>> Start SOURCE EXTRACT
Not true about the only electric car manufactured. The Nissan Altra seems
to be available. Lawrence Rhodes
----- Original Message -----
From: "Bruce EVangel Parmenter" <[EMAIL PROTECTED]>
To: <[EMAIL PROTECTED]>
Cc: <[EMAIL PROTECTED]>
Sent: Friday, October 11, 2002 11:32 PM
Subject: EVLN(Carmakers scrap EVs)
> EVLN(Carmakers scrap EVs)
> [The Internet Electric Vehicle List News. For Public EV
> informational purposes. Contact publication for reprint rights.]
> --- {EVangel}
> http://sfgate.com/cgi-bin/article.cgi?f=/c/a/2002/10/10/BA163801.DTL
> Pulling the plug
> Carmakers scrap electric vehicles
> Carl T. Hall, Chronicle Science Writer
> Thursday, October 10, 2002
>
> It used to be the car of the future. Then it became a
> has-been. Now it's a cause.
>
> So it goes in the start-stop-start-stop world of the all-
> electric, charge- and-go, battery-operated car -- the first
> Edsel of the new millennium.
>
> Nearly all the big carmakers, including Ford, GM and Honda,
> are scrapping their "EV" programs, saying there's just no
> market for cars that come with a leash.
>
> Now, the few people who have actually tried out the cars are
> staging protests to press their claim that these cars aren't
> the dogs their manufacturers say they are.
>
> Today, EV fanciers plan what may be San Francisco's first
> all-electric drive-in rally: protesters expect to climb out
> of a mini-flotilla of Ford Thinks, GM EV1s and Honda
> EV-Pluses to declare their love for vehicles nobody
> supposedly wants.
>> End SOURCE EXTRACT
[WHAT THIS EXERCISE ASKS]:
1. From the electric car email, reproduce verbatim the passage between "Not true about" and "Subject: EVLN(Carmakers scrap EVs)", inclusive.
2. In the electric car email, which vehicle does the opening reply say seems to be available?
>> Start PROVIDED MATERIAL
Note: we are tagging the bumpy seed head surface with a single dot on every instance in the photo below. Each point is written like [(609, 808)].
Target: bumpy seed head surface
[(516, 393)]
>> End PROVIDED MATERIAL
[RESPONSES FOR EACH TASK]:
1.
Not true about the only electric car manufactured. The Nissan Altra seems
to be available. Lawrence Rhodes
----- Original Message -----
From: "Bruce EVangel Parmenter" <[EMAIL PROTECTED]>
To: <[EMAIL PROTECTED]>
Cc: <[EMAIL PROTECTED]>
Sent: Friday, October 11, 2002 11:32 PM
Subject: EVLN(Carmakers scrap EVs)

2. The Nissan Altra.